* [Source passage]:

#####

No, there is no need for the 1/(1-V^2/C^2) which is relativity and not part of ordinary ballistic calculations of additive velocity. Relativity is completely unnecessary. It wasn't necessary for atomic bombs, for sagnac, for GPS or for anything but to confuse physics for 100 years.

On Saturday, May 13, 2023 at 5:00:18 PM UTC-4, Laurence Clark Crossen wrote:
> On Friday, May 12, 2023 at 9:14:22 PM UTC-7, Tom Capizzi wrote:
> > On Friday, May 12, 2023 at 11:14:51 PM UTC-4, Laurence Clark Crossen wrote:
> > > The only reason why relativity wants the 1- V^2/C^2 is because it wants to claim that light does not share the velocity of the source. Everything in the universe shares the velocity of the source.
> > Now you have gone full troll. The only reason 1/(1- V^2/C^2) is there is YOUR STUPID assertion that the velocity of light should include the velocity of its source, you dim-witted knuckle-dragger. This is what is known as proof by contradiction. You assume that relativistic velocity addition is false. I demonstrate that your assumption leads to a contradiction. Logically, this negates your assumption and shit-cans your argument. But you can't handle defeat, so now the fact that a relativistic looking factor is a result of your lunacy, you want to shift the blame to relativity. In relativity, the velocity of light is the same with or without the velocity of the source. You cooked your own goose. And since you feel compelled to lie about it, there is no point for this conversation to continue. Adios, MF!
> No, there is no need for the 1/(1-V^2/C^2) which is relativity and not part of ordinary ballistic calculations of additive velocity. Relativity is completely unnecessary. It wasn't necessary for atomic bombs, for sagnac, for GPS or for anything but to confuse physics for 100 years.

LIAR! The factor you disown is a result of your own assertion that the speed of light can add (or subtract) the velocity of its source. In relativity, this is not possible, so in relativity, there is NO FACTOR at all. The velocity of light is c, regardless of the velocity of its source. It's one thing to misrepresent relativity, which you do constantly. It is another to contradict yourself and then lie about it.

On Sunday, May 14, 2023 at 10:21:32 AM UTC+5, Tom Capizzi wrote:
> On Saturday, May 13, 2023 at 5:00:18 PM UTC-4, Laurence Clark Crossen wrote:
> > On Friday, May 12, 2023 at 9:14:22 PM UTC-7, Tom Capizzi wrote:
> > > On Friday, May 12, 2023 at 11:14:51 PM UTC-4, Laurence Clark Crossen wrote:
> > > > The only reason why relativity wants the 1- V^2/C^2 is because it wants to claim that light does not share the velocity of the source. Everything in the universe shares the velocity of the source.

#####

* [Supplied material]:
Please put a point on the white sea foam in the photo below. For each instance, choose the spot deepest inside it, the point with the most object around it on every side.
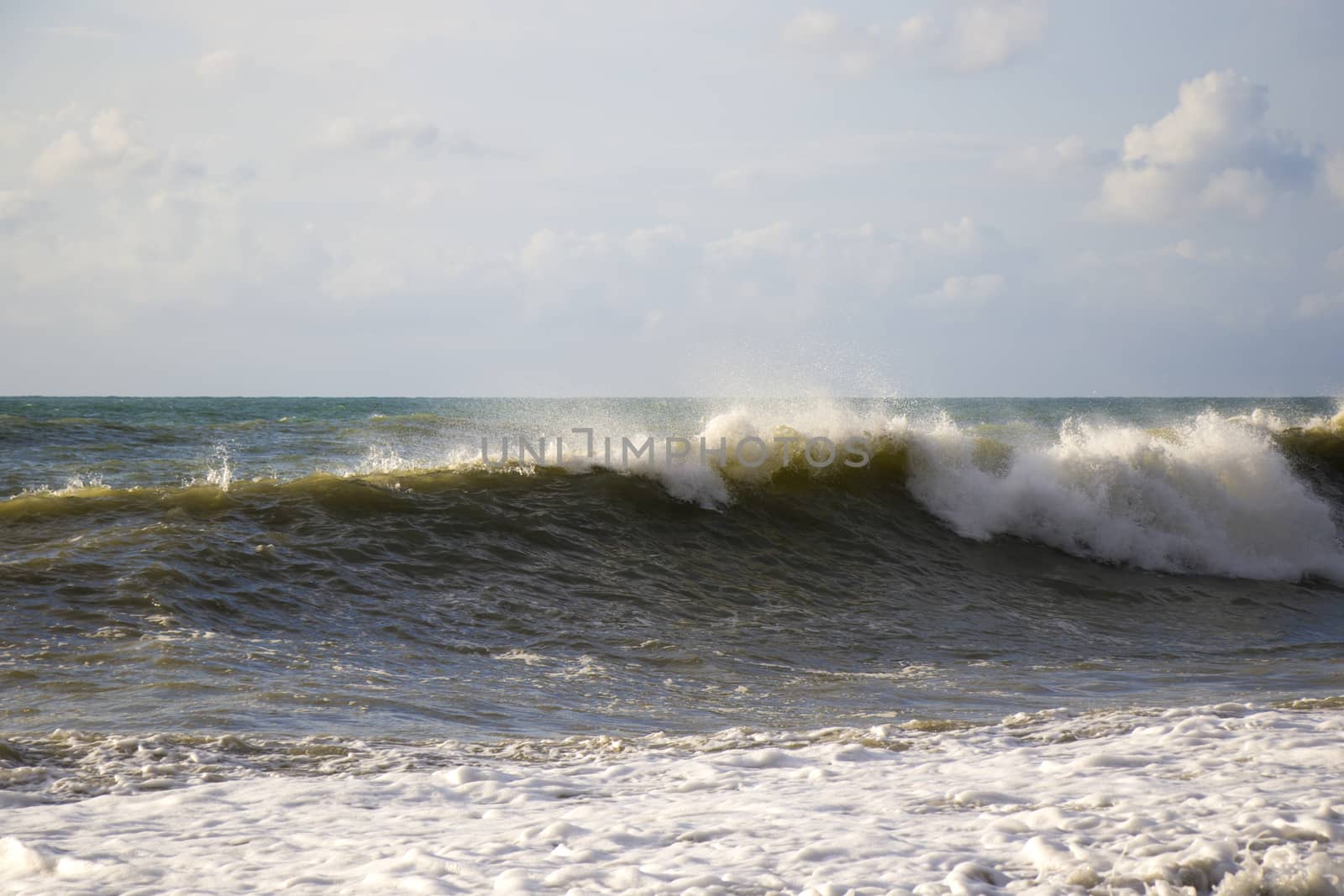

#####

* [Aim of the exercise]: Quote the part of the relativity thread that opens with the words containing "LIAR! The factor" and closes with "lie about it.". Work from the forum thread on relativity alone, not the data.

* [Exercise result]:
LIAR! The factor you disown is a result of your own assertion that the speed of light can add (or subtract) the velocity of its source. In relativity, this is not possible, so in relativity, there is NO FACTOR at all. The velocity of light is c, regardless of the velocity of its source. It's one thing to misrepresent relativity, which you do constantly. It is another to contradict yourself and then lie about it.